▸ **Written exercise**: Switch every "outline" in the records to "contour" and write the lines out again, leaving everything else unchanged.

(Dataset entries)

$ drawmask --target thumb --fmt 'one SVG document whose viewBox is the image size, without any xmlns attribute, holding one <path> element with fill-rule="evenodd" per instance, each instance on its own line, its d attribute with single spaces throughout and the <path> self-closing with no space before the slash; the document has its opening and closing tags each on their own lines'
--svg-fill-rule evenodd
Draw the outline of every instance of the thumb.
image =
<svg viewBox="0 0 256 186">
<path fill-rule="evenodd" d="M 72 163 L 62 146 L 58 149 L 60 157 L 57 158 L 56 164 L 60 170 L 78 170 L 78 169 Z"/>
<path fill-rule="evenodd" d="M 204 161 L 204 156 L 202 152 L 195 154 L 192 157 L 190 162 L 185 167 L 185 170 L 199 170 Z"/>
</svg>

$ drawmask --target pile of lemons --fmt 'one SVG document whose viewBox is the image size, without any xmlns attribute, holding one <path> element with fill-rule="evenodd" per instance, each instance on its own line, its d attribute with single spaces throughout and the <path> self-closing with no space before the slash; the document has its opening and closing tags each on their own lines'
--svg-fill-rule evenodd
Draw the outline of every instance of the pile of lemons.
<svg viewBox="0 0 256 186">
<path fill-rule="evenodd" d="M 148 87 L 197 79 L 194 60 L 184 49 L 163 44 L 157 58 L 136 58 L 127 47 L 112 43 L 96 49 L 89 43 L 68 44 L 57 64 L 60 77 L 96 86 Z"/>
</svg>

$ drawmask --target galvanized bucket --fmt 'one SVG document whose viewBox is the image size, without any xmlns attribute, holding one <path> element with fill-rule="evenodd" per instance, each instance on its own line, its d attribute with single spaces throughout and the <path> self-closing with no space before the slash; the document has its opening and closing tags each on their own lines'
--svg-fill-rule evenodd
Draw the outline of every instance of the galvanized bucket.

▸ **Exercise solution**:
$ drawmask --target thumb --fmt 'one SVG document whose viewBox is the image size, without any xmlns attribute, holding one <path> element with fill-rule="evenodd" per instance, each instance on its own line, its d attribute with single spaces throughout and the <path> self-closing with no space before the slash; the document has its opening and closing tags each on their own lines'
--svg-fill-rule evenodd
Draw the contour of every instance of the thumb.
image =
<svg viewBox="0 0 256 186">
<path fill-rule="evenodd" d="M 72 163 L 62 146 L 58 149 L 60 157 L 57 158 L 56 164 L 60 170 L 78 170 L 78 169 Z"/>
<path fill-rule="evenodd" d="M 204 161 L 204 156 L 202 152 L 195 154 L 192 157 L 190 162 L 185 167 L 185 170 L 199 170 Z"/>
</svg>

$ drawmask --target pile of lemons --fmt 'one SVG document whose viewBox is the image size, without any xmlns attribute, holding one <path> element with fill-rule="evenodd" per instance, each instance on its own line, its d attribute with single spaces throughout and the <path> self-closing with no space before the slash; the document has its opening and closing tags each on their own lines'
--svg-fill-rule evenodd
Draw the contour of every instance of the pile of lemons.
<svg viewBox="0 0 256 186">
<path fill-rule="evenodd" d="M 148 87 L 197 79 L 194 60 L 184 49 L 163 44 L 157 58 L 136 58 L 127 47 L 112 43 L 96 49 L 89 43 L 68 44 L 57 64 L 60 77 L 96 86 Z"/>
</svg>

$ drawmask --target galvanized bucket --fmt 'one SVG document whose viewBox is the image size, without any xmlns attribute, holding one <path> element with fill-rule="evenodd" per instance, each instance on its own line, its d attribute with single spaces throughout and the <path> self-closing with no space before the slash; the document has its opening and closing tags each on their own lines'
--svg-fill-rule evenodd
Draw the contour of every instance of the galvanized bucket.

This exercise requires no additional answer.